** EXTRACT **
________

# Semantic Kernel Introduction - Enhanced Edition

This notebook provides an introduction to Microsoft Semantic Kernel, a powerful framework for building AI-powered applications. We'll explore the core concepts, compare different approaches, and understand how Semantic Kernel simplifies AI integration.

## Setup and Configuration

First, let's load our configuration settings. This includes API keys, endpoints, and model configurations that we'll use throughout this notebook.

________

Dataset entries
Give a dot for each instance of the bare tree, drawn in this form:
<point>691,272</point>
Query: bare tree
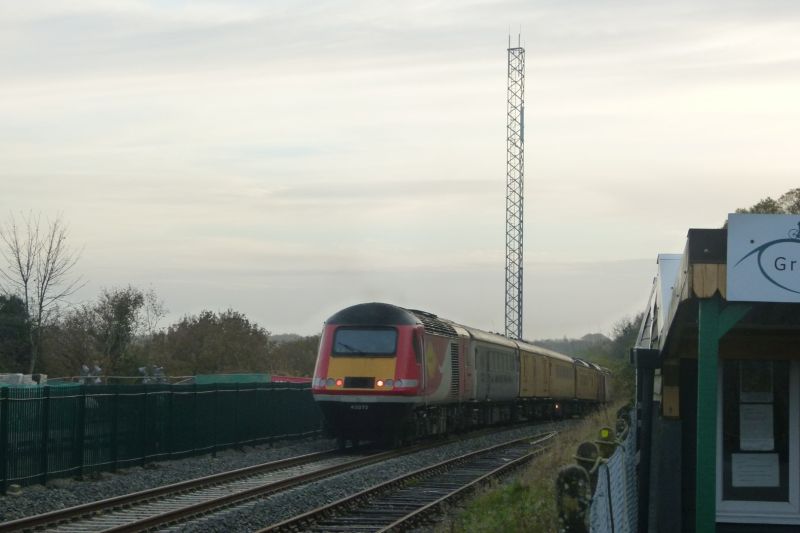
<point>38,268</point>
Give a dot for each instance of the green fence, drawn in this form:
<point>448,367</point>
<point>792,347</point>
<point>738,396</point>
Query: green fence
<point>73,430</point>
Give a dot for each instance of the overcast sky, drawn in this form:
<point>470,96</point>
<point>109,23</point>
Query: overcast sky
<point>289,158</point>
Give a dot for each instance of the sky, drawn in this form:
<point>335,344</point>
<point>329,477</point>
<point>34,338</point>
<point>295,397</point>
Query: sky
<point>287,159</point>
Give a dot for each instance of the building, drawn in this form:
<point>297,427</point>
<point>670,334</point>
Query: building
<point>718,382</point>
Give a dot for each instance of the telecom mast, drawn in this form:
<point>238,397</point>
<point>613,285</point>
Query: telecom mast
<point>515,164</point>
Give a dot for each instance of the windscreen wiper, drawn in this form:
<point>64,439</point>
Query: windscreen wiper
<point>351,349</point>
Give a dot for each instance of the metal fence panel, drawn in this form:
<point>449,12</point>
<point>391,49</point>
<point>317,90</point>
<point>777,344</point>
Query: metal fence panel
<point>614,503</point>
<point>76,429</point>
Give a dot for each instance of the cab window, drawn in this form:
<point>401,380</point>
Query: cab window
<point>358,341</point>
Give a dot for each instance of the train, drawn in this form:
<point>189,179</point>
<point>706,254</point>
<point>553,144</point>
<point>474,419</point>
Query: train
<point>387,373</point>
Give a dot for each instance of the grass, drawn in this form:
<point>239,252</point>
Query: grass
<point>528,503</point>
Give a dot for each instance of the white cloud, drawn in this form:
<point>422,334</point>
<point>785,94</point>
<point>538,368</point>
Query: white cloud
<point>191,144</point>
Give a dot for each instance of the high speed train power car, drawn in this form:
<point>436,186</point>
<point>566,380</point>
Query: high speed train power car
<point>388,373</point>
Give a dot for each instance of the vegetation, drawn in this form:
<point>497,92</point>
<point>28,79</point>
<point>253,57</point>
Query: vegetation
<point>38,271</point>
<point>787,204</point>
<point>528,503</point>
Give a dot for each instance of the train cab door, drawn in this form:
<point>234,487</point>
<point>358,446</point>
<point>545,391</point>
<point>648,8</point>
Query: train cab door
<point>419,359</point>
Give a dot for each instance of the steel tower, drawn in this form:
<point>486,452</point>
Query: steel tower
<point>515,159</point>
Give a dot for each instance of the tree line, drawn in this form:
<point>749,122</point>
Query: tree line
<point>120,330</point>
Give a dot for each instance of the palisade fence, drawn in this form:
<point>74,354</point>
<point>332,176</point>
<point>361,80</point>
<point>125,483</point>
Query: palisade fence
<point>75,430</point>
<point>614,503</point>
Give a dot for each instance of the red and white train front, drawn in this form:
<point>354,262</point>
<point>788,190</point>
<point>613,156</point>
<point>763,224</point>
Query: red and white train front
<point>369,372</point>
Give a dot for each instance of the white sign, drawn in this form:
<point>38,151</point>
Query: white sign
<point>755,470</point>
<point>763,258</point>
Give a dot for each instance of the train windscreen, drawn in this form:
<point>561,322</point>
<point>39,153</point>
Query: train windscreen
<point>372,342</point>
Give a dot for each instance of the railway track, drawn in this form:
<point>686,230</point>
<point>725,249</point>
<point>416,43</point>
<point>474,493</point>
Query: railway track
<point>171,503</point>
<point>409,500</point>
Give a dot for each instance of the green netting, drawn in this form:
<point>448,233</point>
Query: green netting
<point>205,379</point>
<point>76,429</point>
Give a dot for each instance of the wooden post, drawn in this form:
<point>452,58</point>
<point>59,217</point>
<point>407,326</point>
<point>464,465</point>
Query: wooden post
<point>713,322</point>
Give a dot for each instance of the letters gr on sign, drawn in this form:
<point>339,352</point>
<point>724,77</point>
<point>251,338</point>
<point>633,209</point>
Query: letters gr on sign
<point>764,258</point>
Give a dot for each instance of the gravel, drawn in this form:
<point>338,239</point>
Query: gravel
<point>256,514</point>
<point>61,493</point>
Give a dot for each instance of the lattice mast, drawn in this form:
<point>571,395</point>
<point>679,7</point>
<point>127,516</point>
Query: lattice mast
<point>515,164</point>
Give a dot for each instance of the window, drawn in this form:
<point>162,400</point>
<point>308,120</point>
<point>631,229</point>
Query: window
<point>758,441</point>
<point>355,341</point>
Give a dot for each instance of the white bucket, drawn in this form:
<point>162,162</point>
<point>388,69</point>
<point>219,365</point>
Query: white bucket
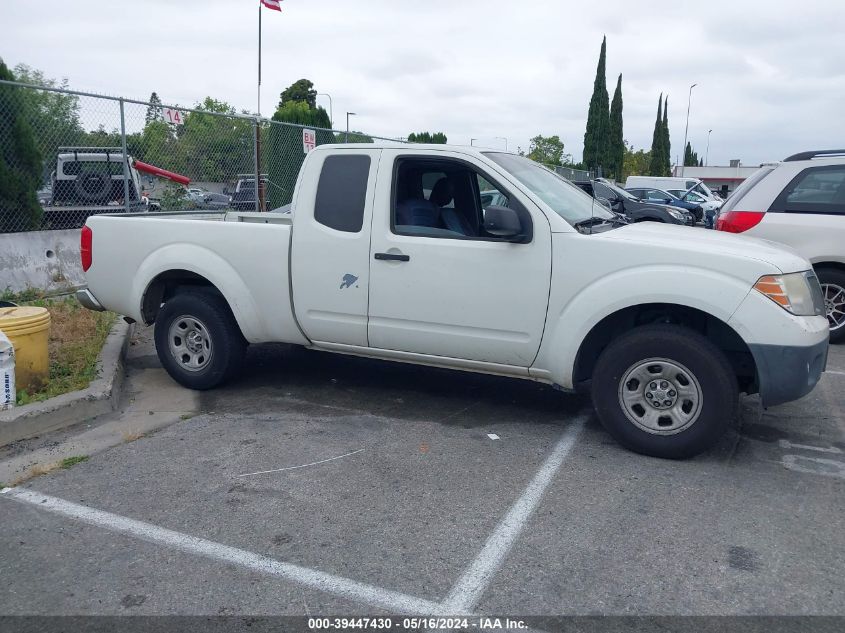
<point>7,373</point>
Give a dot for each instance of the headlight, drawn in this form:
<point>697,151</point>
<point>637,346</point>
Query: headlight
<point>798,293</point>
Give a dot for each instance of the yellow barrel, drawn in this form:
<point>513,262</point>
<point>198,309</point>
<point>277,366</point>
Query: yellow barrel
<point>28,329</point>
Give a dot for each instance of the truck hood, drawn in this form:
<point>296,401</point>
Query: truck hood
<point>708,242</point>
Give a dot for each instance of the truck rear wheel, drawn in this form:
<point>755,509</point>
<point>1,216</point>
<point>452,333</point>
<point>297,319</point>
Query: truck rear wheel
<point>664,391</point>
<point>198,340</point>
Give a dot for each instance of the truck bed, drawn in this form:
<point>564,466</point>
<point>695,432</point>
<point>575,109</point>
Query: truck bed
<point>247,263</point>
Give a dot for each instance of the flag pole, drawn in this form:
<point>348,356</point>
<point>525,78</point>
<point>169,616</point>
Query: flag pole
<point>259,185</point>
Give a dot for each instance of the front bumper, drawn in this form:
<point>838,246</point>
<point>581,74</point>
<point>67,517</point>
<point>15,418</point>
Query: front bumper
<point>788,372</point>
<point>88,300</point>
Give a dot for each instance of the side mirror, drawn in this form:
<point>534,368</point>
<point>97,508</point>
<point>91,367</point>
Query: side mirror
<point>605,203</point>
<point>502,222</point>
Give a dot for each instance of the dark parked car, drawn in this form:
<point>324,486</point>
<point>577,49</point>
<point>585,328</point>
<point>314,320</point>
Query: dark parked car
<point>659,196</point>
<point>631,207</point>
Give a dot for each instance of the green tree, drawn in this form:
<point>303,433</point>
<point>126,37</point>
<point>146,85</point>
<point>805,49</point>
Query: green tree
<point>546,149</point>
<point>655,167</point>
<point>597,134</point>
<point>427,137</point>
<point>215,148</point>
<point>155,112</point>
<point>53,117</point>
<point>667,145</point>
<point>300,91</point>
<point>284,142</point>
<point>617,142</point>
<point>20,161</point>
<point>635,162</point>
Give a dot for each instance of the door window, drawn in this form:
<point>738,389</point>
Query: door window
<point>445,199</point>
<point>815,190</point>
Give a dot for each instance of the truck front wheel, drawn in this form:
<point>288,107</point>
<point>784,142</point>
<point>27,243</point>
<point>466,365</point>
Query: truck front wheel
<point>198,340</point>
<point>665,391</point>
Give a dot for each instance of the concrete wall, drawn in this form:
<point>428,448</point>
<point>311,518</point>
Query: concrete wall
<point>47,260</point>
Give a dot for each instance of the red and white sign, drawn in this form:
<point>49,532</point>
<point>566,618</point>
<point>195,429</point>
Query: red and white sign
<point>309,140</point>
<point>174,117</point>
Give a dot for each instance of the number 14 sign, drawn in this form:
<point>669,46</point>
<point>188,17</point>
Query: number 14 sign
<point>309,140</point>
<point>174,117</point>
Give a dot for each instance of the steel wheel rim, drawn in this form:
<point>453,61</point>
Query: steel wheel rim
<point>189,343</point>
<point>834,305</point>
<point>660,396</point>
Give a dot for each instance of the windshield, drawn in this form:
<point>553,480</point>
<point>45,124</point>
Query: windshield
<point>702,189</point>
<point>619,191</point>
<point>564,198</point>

________

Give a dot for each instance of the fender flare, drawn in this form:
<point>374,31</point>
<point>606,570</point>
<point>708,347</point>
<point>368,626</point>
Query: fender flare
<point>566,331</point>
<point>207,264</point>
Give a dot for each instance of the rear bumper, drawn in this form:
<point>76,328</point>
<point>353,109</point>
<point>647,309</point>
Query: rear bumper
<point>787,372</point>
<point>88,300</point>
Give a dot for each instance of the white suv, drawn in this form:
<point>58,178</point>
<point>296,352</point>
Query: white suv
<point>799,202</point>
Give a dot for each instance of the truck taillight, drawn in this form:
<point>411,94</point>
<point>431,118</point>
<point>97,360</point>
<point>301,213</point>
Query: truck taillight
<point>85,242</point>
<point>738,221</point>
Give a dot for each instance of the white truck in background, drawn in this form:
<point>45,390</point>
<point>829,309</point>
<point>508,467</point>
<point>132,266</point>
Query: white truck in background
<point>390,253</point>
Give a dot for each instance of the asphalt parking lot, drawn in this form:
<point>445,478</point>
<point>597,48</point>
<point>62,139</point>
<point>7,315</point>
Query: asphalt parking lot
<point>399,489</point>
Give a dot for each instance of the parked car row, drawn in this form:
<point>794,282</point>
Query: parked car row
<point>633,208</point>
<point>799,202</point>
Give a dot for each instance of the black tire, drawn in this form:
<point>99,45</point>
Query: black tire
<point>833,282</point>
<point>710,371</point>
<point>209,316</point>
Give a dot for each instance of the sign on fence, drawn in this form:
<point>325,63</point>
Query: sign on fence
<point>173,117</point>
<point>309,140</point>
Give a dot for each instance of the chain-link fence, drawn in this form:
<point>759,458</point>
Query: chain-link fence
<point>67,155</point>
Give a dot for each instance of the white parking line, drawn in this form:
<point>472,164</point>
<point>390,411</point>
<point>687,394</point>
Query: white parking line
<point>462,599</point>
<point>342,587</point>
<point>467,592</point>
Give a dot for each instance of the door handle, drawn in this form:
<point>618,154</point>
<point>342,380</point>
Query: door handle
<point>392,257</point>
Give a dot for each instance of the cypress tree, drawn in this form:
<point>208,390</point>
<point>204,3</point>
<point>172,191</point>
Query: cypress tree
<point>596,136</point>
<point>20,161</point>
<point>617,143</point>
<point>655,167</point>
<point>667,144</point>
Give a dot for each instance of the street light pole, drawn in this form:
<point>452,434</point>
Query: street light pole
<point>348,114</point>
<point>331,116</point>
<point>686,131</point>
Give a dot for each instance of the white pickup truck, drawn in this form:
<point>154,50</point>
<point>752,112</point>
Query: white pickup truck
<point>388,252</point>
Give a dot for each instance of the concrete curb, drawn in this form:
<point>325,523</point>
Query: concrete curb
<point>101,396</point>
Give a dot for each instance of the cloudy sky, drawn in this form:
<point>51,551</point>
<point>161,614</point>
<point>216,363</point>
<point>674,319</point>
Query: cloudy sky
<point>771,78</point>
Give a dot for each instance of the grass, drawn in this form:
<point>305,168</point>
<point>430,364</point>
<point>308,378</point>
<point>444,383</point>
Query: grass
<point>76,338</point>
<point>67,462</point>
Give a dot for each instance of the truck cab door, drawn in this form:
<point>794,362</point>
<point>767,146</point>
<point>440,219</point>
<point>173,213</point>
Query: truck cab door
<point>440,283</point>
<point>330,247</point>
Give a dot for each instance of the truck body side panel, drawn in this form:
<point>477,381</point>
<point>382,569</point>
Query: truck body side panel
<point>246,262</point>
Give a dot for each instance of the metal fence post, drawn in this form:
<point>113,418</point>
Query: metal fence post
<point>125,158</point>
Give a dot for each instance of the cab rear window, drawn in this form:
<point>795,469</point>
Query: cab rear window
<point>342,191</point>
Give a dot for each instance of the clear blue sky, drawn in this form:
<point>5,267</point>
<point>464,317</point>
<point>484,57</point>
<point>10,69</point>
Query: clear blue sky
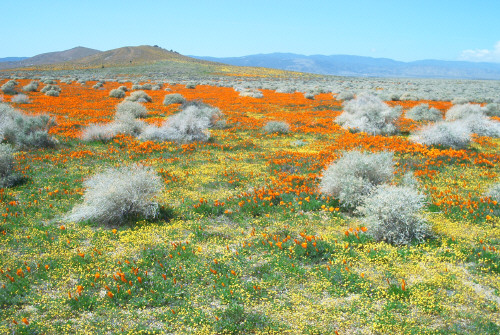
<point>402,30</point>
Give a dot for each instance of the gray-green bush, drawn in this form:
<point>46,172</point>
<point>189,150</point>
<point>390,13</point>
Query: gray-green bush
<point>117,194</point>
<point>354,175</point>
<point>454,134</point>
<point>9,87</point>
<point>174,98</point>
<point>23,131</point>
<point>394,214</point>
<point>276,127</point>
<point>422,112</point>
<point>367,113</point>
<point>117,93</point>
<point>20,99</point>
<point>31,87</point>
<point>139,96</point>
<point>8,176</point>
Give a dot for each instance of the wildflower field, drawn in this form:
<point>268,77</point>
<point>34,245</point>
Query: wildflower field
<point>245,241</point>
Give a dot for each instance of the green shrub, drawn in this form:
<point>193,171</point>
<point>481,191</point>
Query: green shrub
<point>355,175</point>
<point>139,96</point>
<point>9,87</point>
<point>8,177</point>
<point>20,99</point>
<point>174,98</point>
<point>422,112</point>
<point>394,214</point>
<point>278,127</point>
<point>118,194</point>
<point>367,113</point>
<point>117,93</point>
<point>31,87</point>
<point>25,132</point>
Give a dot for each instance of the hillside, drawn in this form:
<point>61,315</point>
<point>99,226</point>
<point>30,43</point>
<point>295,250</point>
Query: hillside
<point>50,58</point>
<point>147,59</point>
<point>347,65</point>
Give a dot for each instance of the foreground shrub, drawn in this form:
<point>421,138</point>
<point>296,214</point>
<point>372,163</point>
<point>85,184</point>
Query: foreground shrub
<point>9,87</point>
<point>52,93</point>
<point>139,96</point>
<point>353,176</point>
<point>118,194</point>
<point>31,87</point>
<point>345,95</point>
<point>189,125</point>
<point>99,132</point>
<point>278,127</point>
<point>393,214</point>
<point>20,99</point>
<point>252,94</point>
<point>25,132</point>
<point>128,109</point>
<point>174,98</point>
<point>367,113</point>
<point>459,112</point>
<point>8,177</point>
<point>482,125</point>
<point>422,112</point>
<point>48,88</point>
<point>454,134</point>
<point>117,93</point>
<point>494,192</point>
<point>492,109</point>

________

** INSTRUCTIONS TO FOLLOW **
Please quote the stretch of the Semantic Kernel notebook introduction from "# Semantic Kernel" through "throughout this notebook.".

** OUTPUT OF THE TASK **
# Semantic Kernel Introduction - Enhanced Edition

This notebook provides an introduction to Microsoft Semantic Kernel, a powerful framework for building AI-powered applications. We'll explore the core concepts, compare different approaches, and understand how Semantic Kernel simplifies AI integration.

## Setup and Configuration

First, let's load our configuration settings. This includes API keys, endpoints, and model configurations that we'll use throughout this notebook.